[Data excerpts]
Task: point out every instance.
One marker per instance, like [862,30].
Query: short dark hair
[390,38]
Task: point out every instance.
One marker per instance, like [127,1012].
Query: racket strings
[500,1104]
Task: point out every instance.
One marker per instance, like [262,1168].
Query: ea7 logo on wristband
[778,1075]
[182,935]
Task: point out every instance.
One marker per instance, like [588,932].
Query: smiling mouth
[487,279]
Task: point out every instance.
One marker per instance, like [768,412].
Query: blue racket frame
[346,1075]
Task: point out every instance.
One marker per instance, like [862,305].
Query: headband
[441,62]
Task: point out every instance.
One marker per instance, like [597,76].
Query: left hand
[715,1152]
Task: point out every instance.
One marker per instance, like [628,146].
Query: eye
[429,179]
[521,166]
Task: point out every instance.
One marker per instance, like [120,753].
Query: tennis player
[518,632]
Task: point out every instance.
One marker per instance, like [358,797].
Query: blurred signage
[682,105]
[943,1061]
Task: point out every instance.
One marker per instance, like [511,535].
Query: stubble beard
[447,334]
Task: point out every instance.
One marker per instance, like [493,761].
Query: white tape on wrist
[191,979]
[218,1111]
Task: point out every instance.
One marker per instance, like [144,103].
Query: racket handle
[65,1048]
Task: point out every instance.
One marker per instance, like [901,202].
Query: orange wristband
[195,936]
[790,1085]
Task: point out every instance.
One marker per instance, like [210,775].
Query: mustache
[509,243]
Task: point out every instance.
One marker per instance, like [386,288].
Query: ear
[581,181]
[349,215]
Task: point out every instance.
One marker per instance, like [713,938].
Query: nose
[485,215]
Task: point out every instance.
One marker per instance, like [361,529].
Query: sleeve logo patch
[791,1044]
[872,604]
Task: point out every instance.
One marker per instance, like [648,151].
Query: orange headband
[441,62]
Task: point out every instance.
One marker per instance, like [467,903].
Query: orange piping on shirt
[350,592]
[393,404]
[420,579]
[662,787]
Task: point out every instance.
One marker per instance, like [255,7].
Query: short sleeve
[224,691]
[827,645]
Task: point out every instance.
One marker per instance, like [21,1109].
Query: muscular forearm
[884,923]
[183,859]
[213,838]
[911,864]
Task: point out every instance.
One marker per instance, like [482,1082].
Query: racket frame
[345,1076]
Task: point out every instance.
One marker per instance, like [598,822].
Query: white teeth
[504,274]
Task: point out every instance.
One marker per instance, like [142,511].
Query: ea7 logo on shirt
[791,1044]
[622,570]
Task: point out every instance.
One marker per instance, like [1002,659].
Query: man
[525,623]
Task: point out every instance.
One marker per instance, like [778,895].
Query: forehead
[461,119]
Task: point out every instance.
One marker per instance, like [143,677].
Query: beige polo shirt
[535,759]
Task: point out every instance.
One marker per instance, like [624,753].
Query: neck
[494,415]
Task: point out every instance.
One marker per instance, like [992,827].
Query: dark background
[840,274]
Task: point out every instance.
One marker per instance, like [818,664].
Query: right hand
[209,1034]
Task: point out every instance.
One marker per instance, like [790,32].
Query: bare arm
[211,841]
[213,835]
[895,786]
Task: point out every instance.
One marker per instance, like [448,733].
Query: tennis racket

■ **Work task**: The entries above must each be repeated exactly.

■ **Answer section**:
Task: point out every instance.
One marker per instance, like [862,30].
Query: short dark hair
[390,38]
Task: point out every instance.
One marker per instance, like [127,1012].
Query: racket strings
[500,1104]
Task: point out every instance.
One marker per instance, like [262,1168].
Query: ea7 logo on wristband
[778,1075]
[182,935]
Task: point out every instance.
One marker per instance, like [588,932].
Query: smiling mouth
[487,279]
Task: point out every instance.
One marker per instance, like [768,412].
Query: blue racket frame
[346,1075]
Task: point out every instance.
One marker per instance, like [862,305].
Query: headband
[441,62]
Task: point out every instance.
One marker per instance, like [597,76].
Query: left hand
[715,1152]
Task: point out every instance.
One marker per instance, like [628,146].
Query: eye
[429,179]
[521,166]
Task: point out every instance.
One marker per instance, like [120,753].
Query: tennis player
[518,632]
Task: point out every instance.
One marker per instance, like [358,797].
Query: blurred signage
[682,105]
[943,1061]
Task: point out every instance.
One marker per instance, like [511,535].
Query: stubble beard
[447,334]
Task: point out every instance.
One marker per instance, like [493,761].
Query: white tape on wrist
[191,979]
[218,1111]
Task: point out every instance.
One marker per instance, like [144,103].
Query: racket handle
[65,1048]
Task: point out every instance.
One marker per instance, like [901,202].
Query: orange wristband
[195,936]
[790,1085]
Task: point out every instance.
One marker per instance, like [210,775].
Query: mustache
[509,243]
Task: point out every instance.
One marker per instance, like [386,288].
Query: ear
[581,181]
[349,215]
Task: point out every instance.
One marker per instance, like [713,938].
Query: nose
[485,215]
Task: point out every instance.
One marker per instance, like [361,529].
Query: sleeve logo patch
[791,1044]
[872,604]
Task: point out every instance.
One marker per instance, like [648,151].
Query: orange headband
[441,62]
Task: point out every instance.
One marker per instance, like [467,903].
Query: orange piping on shirt
[350,592]
[393,404]
[420,579]
[662,787]
Task: point out every instance.
One marker per instance, like [255,7].
Query: short sleeve
[224,691]
[827,645]
Task: point out every instance.
One marker per instance, like [21,1109].
Query: muscular forearm
[884,923]
[183,859]
[213,838]
[911,864]
Task: point out every instance.
One marker per instance, like [482,1082].
Query: racket frame
[345,1076]
Task: point out every instance.
One marker per instance, like [598,822].
Query: white teeth
[504,274]
Task: point out every instance.
One marker per instance, like [142,511].
Query: ea7 logo on shirt
[791,1044]
[622,570]
Task: point out every instance.
One marker per instance, like [1002,659].
Query: man
[525,623]
Task: point out every instance.
One marker per instance, like [778,895].
Query: forehead
[461,119]
Task: point out every instance.
One marker per instance, like [143,677].
Query: beige polo shirt
[535,759]
Task: point out every instance.
One marker per instance, like [624,753].
Query: neck
[494,415]
Task: point out every instance.
One marker per instance, like [992,827].
Query: dark background
[840,274]
Task: point out every instance.
One marker per instance, like [818,664].
Query: right hand
[209,1034]
Task: point out every instance.
One marker per instance, like [790,32].
Query: bare arm
[211,841]
[213,835]
[895,786]
Task: point out every instance.
One marker per instance, like [448,733].
Query: tennis racket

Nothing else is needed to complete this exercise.